* Task objective: According to the forum discussion about Section 31, how many people died in the genocide of the Cardassians on their homeworld?
[Provided text Boundary: Start]
Bringing this back to the discussion about Section 31, its use of genocidal tactics against civilizations inclined to respond in kind is problematic enough. Its use of genocidal tactics without Federation policymakers' involvement is another thing entirely. Section 31 is quite capable of triggering an apocalyptic conflict without any legitimate decision-makers wanting to fight such a war.
Capable, yes. Whether they would do it or not is another matter. Again, by the final battle, the Dominion did not have the resources to fight such a conflict.

The allies flew to Cardassia fully expecting a full-scale battle--with the Cardassian and Breen fleets on the Dominion's side--and they were also expecting to win.

Um, cite? The genocide of the Cardassians on their homeworld certainly happened--upwards of a billion dead--and the people involved saw a Dominion refusal to surrender as potentially catastrophic for everyone.
My line of reasoning before that line:

Rush Limborg wrote: View Post
As you said, the Breen and the Cardassians abandoning the Dominion left them vulnerable--and frankly, the F.C. was all but out of resources. The allies were certainly prepared for a full-scale battle (that was what they were expecting)--and with the Cardassians now on their side, and the Breen retreating, the odds skyrocketed even futher in their favor.
Moving along--

Rush Limborg wrote: View Post
As for 31, it's worth noting that the Founders had obviously had the virus since before the wormhole was mined--they were probably infected in "Broken Link". (Oh, the irony....)
[Provided text Boundary: End]
[Source material Boundary: Start]
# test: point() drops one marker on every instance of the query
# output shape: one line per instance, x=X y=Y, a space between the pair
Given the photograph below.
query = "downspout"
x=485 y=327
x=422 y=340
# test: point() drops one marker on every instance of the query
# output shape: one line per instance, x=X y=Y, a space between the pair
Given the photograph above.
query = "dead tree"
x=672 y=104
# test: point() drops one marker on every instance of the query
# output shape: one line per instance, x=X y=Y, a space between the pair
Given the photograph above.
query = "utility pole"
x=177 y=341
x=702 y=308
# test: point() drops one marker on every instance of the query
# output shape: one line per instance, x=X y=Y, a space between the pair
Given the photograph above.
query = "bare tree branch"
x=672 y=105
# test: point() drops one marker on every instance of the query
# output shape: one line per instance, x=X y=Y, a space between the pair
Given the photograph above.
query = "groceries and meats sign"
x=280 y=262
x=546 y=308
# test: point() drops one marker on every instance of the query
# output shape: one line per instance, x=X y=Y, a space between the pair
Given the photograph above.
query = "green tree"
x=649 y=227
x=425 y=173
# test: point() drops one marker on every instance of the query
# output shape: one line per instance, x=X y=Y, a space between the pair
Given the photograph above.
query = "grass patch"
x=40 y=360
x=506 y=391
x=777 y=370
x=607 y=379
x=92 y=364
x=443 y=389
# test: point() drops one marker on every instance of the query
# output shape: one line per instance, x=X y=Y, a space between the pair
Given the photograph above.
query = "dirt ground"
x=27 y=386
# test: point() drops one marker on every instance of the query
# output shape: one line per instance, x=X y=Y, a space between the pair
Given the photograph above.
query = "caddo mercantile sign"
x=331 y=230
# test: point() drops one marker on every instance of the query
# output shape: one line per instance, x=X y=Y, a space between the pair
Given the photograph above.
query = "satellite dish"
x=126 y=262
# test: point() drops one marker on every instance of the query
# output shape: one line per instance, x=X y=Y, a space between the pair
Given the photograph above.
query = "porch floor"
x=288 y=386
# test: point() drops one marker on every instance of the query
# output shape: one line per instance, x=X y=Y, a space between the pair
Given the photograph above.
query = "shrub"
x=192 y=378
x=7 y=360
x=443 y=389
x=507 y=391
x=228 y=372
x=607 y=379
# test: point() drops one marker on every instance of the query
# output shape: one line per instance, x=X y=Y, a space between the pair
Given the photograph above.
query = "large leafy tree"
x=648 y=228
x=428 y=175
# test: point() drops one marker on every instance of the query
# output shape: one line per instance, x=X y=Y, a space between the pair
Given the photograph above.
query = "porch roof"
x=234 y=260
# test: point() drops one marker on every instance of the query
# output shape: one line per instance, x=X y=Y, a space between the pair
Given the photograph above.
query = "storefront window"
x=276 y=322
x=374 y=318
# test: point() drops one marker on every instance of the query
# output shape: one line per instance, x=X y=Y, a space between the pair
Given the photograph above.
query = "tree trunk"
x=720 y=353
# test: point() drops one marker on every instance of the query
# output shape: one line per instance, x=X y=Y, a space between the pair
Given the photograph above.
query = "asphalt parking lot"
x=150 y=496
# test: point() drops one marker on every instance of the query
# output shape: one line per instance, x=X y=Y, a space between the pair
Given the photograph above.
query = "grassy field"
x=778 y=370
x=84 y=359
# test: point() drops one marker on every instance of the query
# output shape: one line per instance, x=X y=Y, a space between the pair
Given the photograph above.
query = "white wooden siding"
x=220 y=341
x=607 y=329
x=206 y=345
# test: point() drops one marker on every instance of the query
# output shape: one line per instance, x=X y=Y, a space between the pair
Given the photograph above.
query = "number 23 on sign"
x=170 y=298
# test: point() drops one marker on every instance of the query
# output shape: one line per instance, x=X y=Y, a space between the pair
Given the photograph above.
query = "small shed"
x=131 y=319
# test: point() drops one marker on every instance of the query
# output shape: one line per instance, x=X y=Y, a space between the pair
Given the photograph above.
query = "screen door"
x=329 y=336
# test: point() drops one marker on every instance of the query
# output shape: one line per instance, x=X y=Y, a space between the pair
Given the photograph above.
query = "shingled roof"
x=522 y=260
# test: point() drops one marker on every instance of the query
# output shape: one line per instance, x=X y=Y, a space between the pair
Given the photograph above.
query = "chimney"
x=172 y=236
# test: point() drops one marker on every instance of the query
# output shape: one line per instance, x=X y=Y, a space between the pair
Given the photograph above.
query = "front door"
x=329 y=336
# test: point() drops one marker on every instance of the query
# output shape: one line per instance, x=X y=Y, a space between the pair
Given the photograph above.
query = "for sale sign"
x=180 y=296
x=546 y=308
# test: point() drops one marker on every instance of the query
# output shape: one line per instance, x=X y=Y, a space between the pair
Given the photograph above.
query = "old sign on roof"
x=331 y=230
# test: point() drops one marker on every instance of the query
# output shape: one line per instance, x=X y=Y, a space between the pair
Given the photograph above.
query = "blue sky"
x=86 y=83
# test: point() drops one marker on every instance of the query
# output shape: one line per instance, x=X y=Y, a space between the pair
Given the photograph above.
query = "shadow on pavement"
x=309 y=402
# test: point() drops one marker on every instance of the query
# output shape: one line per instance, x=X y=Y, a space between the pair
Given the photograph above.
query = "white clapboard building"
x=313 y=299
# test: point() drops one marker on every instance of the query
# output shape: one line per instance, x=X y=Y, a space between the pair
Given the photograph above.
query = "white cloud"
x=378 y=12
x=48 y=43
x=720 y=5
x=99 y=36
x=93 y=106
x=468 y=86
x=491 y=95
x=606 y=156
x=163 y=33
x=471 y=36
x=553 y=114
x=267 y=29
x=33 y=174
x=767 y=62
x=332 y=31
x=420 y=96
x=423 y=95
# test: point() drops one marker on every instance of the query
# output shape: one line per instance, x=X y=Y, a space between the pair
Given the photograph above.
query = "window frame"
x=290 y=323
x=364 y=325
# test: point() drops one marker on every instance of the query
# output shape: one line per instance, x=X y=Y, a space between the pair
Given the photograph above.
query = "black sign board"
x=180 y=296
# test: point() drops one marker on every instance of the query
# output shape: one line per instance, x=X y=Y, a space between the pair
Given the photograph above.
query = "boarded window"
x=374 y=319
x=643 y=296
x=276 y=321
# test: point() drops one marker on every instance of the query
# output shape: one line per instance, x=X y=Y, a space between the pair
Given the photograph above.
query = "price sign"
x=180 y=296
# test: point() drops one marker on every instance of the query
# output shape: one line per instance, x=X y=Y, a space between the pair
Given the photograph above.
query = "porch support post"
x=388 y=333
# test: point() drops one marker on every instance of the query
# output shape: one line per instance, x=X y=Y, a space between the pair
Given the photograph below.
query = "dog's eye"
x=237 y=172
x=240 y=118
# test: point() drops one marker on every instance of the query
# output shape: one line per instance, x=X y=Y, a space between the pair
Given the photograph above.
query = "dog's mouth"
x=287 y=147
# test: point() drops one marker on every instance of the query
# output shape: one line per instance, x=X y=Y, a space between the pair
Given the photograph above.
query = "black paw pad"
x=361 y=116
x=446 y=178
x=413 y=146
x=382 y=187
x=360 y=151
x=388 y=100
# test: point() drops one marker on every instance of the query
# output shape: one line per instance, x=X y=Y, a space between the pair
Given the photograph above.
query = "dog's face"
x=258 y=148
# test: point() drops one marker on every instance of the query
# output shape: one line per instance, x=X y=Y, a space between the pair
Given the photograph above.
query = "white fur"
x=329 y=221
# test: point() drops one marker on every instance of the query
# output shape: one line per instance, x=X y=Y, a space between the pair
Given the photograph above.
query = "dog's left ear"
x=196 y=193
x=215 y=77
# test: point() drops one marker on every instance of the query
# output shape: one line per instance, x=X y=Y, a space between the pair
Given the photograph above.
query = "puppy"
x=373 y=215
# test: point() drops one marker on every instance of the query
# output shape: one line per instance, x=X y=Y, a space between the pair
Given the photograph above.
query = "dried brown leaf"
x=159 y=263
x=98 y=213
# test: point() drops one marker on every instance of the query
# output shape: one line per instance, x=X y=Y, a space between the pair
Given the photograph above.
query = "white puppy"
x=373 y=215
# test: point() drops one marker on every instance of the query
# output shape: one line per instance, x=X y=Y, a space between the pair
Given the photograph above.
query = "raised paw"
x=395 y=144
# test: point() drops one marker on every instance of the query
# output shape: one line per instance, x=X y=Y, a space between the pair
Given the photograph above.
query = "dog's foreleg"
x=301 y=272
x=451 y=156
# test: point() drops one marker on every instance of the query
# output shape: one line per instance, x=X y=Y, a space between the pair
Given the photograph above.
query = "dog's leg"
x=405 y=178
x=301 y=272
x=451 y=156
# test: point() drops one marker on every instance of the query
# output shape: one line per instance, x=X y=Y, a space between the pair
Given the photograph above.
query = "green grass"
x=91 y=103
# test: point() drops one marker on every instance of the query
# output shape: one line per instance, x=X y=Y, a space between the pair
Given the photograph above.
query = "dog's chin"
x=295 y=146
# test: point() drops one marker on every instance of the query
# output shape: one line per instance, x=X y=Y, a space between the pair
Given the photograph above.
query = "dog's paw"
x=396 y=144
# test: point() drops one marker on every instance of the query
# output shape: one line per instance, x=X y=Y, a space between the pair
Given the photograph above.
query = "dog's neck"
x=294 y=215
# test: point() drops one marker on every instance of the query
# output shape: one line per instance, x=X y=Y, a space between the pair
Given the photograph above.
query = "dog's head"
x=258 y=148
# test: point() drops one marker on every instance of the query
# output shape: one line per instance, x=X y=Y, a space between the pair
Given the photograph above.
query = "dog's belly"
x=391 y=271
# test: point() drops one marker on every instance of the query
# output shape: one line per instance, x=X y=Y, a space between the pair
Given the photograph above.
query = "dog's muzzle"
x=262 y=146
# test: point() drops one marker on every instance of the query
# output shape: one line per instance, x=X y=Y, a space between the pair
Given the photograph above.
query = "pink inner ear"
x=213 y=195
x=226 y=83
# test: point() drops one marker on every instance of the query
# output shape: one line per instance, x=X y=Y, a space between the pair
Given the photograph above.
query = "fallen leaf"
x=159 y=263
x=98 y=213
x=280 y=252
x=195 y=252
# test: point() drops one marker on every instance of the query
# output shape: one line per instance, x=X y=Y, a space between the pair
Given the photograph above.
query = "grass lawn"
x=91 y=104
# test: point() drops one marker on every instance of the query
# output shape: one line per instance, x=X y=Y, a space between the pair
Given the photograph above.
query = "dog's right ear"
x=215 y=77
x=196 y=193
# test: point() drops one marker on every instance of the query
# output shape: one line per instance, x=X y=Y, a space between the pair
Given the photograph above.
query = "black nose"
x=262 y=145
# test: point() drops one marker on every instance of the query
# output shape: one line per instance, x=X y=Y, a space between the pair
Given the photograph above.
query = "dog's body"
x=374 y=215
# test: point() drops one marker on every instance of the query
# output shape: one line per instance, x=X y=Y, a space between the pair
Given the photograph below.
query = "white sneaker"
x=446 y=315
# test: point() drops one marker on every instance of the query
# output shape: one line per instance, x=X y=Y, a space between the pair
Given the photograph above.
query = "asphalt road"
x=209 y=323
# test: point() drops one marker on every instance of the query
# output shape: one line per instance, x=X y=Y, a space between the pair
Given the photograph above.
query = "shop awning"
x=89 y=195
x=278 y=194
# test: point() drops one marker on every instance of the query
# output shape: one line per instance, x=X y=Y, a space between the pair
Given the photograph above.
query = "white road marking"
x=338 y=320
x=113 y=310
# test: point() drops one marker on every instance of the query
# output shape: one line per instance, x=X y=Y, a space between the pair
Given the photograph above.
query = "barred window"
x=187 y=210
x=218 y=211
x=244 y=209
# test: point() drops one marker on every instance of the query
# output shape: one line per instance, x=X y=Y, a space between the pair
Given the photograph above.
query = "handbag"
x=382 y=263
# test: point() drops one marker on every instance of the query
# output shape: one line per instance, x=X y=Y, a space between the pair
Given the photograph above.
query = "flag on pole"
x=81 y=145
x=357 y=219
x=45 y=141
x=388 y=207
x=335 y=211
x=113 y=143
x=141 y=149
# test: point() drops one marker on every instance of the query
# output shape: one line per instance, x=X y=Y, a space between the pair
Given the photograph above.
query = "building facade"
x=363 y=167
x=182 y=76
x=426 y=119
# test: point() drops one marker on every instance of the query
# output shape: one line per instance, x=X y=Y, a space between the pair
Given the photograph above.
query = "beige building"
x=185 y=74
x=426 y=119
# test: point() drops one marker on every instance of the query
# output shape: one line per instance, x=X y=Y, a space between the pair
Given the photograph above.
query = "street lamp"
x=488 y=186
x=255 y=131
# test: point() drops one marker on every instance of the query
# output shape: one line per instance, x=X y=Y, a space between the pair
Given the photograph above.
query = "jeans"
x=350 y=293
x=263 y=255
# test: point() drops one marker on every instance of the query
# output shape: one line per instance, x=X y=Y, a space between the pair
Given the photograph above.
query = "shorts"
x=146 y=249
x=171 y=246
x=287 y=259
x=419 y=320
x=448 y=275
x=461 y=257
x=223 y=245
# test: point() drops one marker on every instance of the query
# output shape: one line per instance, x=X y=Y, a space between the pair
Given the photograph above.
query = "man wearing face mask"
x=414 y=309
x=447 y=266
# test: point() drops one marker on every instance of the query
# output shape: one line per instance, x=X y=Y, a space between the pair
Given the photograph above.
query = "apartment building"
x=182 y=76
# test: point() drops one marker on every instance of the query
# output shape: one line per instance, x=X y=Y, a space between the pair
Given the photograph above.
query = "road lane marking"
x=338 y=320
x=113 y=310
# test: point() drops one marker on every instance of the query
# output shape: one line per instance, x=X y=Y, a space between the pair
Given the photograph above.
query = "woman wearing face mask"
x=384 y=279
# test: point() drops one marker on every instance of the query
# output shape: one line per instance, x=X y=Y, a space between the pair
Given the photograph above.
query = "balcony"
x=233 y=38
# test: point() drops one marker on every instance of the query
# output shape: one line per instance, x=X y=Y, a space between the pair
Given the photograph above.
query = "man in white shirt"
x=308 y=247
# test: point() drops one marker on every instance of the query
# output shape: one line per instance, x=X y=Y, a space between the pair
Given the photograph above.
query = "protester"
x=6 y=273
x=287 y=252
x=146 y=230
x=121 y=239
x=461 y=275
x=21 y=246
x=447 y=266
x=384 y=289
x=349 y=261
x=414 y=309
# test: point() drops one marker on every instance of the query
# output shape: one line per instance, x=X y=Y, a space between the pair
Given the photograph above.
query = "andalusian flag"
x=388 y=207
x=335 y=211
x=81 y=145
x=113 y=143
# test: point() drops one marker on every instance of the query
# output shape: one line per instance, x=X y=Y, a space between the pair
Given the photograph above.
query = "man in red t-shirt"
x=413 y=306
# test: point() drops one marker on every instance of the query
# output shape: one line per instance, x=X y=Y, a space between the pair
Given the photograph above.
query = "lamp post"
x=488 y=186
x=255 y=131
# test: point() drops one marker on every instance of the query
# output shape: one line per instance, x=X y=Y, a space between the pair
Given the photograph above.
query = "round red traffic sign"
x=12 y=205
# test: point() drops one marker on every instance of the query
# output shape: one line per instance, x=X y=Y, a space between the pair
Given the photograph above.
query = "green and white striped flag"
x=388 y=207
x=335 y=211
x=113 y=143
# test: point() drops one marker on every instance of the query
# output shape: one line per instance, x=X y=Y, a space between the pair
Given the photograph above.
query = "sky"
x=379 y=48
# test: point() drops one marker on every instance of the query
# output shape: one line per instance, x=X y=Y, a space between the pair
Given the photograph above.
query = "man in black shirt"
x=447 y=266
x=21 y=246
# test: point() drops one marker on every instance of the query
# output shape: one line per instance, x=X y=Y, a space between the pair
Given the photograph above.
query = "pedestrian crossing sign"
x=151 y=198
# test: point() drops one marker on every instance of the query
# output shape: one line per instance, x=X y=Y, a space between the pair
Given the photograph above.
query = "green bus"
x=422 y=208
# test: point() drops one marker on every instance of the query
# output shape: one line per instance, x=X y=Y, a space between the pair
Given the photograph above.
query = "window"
[Source material Boundary: End]
* Response to the task: Upwards of a billion.